_WRITTEN TASK_
Rewrite the items starting with the line that contains "Look at the photo above. For every instance of the warm" and going on through the line that contains "x=212, y=147", renaming "innermost" to "most central" throughout and leaving all else unchanged.

_LISTING_
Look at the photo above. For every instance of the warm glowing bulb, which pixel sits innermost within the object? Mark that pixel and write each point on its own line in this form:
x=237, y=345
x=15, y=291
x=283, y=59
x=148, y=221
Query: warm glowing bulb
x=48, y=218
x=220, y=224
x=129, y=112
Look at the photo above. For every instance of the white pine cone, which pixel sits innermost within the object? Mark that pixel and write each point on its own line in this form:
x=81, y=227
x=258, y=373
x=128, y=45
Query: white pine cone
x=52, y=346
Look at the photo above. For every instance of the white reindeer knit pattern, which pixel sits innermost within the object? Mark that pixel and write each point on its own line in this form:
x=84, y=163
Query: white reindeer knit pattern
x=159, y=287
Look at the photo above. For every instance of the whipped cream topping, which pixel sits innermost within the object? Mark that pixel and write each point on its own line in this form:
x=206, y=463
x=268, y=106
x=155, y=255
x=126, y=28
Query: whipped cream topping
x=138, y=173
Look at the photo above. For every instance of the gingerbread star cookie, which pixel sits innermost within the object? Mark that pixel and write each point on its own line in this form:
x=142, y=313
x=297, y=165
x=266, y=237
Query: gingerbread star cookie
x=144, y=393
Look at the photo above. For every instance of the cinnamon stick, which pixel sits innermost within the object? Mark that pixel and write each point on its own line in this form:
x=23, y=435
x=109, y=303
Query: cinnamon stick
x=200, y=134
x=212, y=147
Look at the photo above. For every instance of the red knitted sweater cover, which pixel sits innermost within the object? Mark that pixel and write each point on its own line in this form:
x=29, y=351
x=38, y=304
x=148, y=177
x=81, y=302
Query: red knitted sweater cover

...

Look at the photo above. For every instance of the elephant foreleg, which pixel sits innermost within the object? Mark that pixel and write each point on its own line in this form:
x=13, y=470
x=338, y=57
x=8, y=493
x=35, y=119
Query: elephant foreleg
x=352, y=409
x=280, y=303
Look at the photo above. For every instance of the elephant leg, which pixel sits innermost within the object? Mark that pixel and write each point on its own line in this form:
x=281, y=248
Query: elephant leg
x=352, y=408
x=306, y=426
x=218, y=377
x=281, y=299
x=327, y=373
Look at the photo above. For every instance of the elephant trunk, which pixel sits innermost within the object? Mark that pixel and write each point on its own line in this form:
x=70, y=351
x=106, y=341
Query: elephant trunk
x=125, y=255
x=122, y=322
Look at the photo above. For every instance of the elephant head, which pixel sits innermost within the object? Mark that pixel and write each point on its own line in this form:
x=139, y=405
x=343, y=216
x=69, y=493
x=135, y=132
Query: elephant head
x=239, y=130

...

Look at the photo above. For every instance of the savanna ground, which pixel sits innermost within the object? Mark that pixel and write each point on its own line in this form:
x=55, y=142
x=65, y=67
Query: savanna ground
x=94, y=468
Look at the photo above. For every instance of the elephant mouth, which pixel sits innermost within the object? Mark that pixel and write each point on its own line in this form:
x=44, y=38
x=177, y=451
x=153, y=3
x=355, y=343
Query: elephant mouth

_FINAL RESULT_
Look at the photo above. For every instance of the warm glowing bulb, which pixel sits most central within the object? Mark that pixel and write each point on its own line in this form:
x=237, y=345
x=15, y=291
x=283, y=59
x=148, y=221
Query: warm glowing bulb
x=48, y=218
x=220, y=224
x=129, y=112
Look at the photo above. For every instance of the white pine cone, which pixel sits most central within the object? Mark that pixel and write each point on its own line in this form:
x=81, y=227
x=258, y=373
x=128, y=45
Query: white pine cone
x=52, y=346
Look at the photo above. For every instance of the white reindeer knit pattern, which pixel sits most central within the object? Mark that pixel and write each point on its own line in this form:
x=84, y=163
Query: white reindeer knit pattern
x=159, y=287
Look at the photo above. For every instance of the whipped cream topping, which pixel sits most central within the object? Mark that pixel and write each point on its own line in this form:
x=206, y=463
x=268, y=106
x=155, y=255
x=126, y=28
Query: whipped cream topping
x=138, y=173
Look at the photo above. For every instance of the gingerbread star cookie, which pixel sits most central within the object? Mark that pixel and write each point on its own line in this form:
x=142, y=313
x=297, y=165
x=266, y=237
Query: gingerbread star cookie
x=144, y=393
Look at the photo above. For every instance of the cinnamon stick, which pixel sits most central within the object? Mark that pixel and write each point on its own line in this form:
x=23, y=435
x=109, y=303
Query: cinnamon stick
x=200, y=134
x=212, y=147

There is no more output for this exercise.